What do I do now? How can I make right what I’ve done wrong? If there were any penalty under the law for my misdeed, I would gladly bear it. I wish the petition I signed were still in my hand, that I might throw it away. But can I take my signature back? Can I remove it from that foul document?
Where are you at?
What do you think? Do any of the details of your own story intersect at all with what you just read? Have you signed the “Protect Women and Children” initiative but later regretted doing so? Did what you read just now give rise to any questions? Are you firmly committed to having signed the petition?
Reader, if you signed the “Protect Women and Children” petition, and now wish you hadn’t, please know that there is something that you can do! See the next section below.
But perhaps instead, you’ve reached this page and you’re still not sure. Or maybe you balk at even the suggestion that signing the “Protect Women and Children” is anything other than a good and important measure. Friend, if either of those things describes you, we ask: Are you aware of just how similar the “Protect Women and Children” and “Protect the Right to Abortion” initiatives are? If you are against the one, why would you sign your name in support of the other? If the fact that both proposed amendments are very much alike is news to you, could you please take some time to read “Questions for Nate Grasz and Nebraska Family Alliance”? In it we identify 15 ways the two amendments are similar. Would you be willing to give them some thought and ponder what is said?

- - -

• _INSTRUCTION_: In the passage about the “Protect Women and Children” petition, how many ways are the two amendments said to be similar in “Questions for Nate Grasz and Nebraska Family Alliance”?

• _SOURCE MATERIAL_:
- - -

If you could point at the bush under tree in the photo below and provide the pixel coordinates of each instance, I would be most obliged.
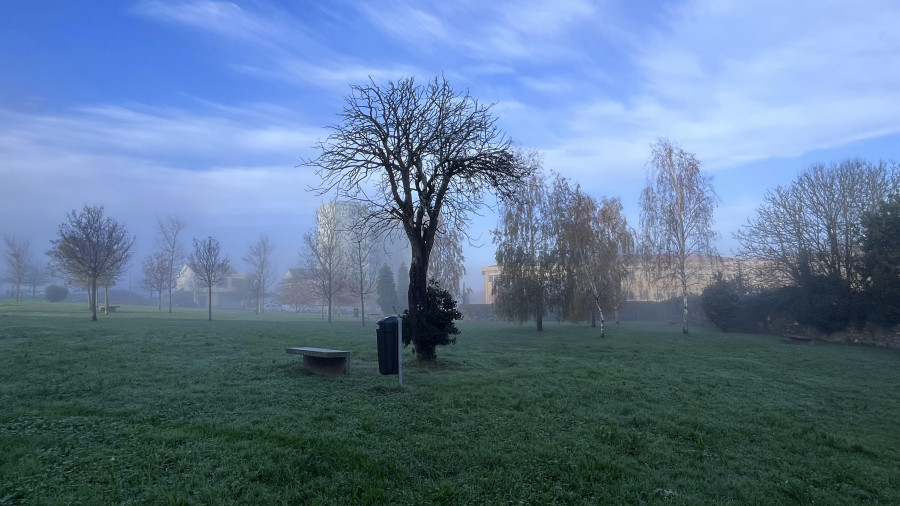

- - -

• _ANSWER IN FULL_: 15 ways.